(Point labeling examples)

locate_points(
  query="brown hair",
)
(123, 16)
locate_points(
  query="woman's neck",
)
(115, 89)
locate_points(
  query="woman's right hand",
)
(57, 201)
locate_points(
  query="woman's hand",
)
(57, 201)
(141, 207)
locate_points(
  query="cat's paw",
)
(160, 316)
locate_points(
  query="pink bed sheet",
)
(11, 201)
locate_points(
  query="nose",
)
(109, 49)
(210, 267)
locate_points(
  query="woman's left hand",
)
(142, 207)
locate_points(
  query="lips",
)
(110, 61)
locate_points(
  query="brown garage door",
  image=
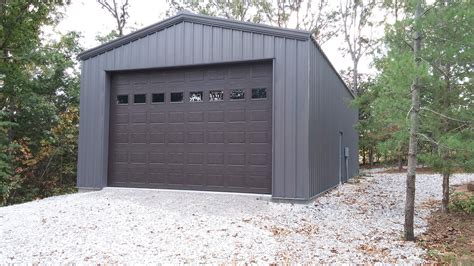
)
(205, 128)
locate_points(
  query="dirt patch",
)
(449, 238)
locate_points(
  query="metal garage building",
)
(204, 103)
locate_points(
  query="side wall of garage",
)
(330, 114)
(187, 43)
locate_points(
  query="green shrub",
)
(463, 202)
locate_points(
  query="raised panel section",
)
(198, 139)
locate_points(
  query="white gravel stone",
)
(355, 223)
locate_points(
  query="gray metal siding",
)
(329, 114)
(188, 43)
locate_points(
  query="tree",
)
(414, 124)
(440, 100)
(243, 10)
(449, 111)
(314, 16)
(39, 83)
(357, 28)
(119, 12)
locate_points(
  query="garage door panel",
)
(207, 141)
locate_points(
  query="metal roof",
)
(200, 19)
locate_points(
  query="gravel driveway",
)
(358, 222)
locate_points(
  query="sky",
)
(88, 18)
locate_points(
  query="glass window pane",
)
(259, 93)
(217, 95)
(237, 94)
(122, 99)
(195, 96)
(158, 98)
(176, 97)
(139, 98)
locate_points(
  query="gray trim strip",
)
(200, 19)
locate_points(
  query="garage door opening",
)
(201, 128)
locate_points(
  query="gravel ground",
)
(359, 222)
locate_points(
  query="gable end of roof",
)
(199, 19)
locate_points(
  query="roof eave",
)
(332, 66)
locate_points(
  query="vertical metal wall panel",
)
(236, 45)
(289, 103)
(278, 117)
(197, 44)
(83, 99)
(302, 119)
(161, 37)
(227, 45)
(207, 44)
(189, 43)
(247, 45)
(170, 46)
(257, 46)
(179, 44)
(216, 44)
(329, 114)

REQUEST = Pictures stay out of the copy; please restate every record above exactly.

WRITTEN RESPONSE =
locate_points(
  query="brown hair",
)
(123, 16)
locate_points(
  query="woman's neck",
)
(115, 89)
locate_points(
  query="woman's right hand",
)
(57, 201)
locate_points(
  query="woman's hand",
)
(57, 201)
(141, 207)
locate_points(
  query="cat's paw",
)
(160, 316)
locate_points(
  query="pink bed sheet",
)
(11, 201)
locate_points(
  query="nose",
)
(109, 49)
(210, 267)
locate_points(
  query="woman's left hand",
)
(142, 207)
locate_points(
  query="lips",
)
(110, 61)
locate_points(
  query="brown garage door",
  image=
)
(205, 128)
locate_points(
  query="dirt patch",
)
(449, 238)
locate_points(
  query="metal garage building",
)
(204, 103)
locate_points(
  query="side wall of garage",
)
(330, 114)
(187, 43)
locate_points(
  query="green shrub",
)
(463, 202)
locate_points(
  query="raised panel section",
)
(198, 139)
locate_points(
  query="white gravel stone",
)
(355, 223)
locate_points(
  query="gray metal siding",
)
(329, 114)
(188, 43)
locate_points(
  query="tree",
)
(414, 124)
(440, 100)
(243, 10)
(449, 111)
(314, 16)
(39, 83)
(357, 28)
(119, 12)
locate_points(
  query="garage door panel",
)
(207, 141)
locate_points(
  query="metal roof",
)
(200, 19)
locate_points(
  query="gravel driveway",
)
(358, 222)
locate_points(
  query="sky",
)
(88, 18)
locate_points(
  query="glass window pane",
)
(259, 93)
(217, 95)
(237, 94)
(122, 99)
(195, 96)
(158, 98)
(176, 97)
(139, 98)
locate_points(
  query="gray trim strip",
)
(200, 19)
locate_points(
  query="garage door opening",
)
(201, 128)
locate_points(
  query="gravel ground",
)
(359, 222)
locate_points(
  query="gable end of roof",
)
(199, 19)
locate_points(
  query="roof eave",
)
(332, 66)
locate_points(
  query="vertical metal wall panel",
)
(236, 45)
(289, 103)
(278, 117)
(197, 44)
(83, 99)
(302, 119)
(161, 37)
(227, 45)
(207, 44)
(189, 43)
(247, 45)
(170, 46)
(257, 46)
(179, 44)
(216, 44)
(329, 114)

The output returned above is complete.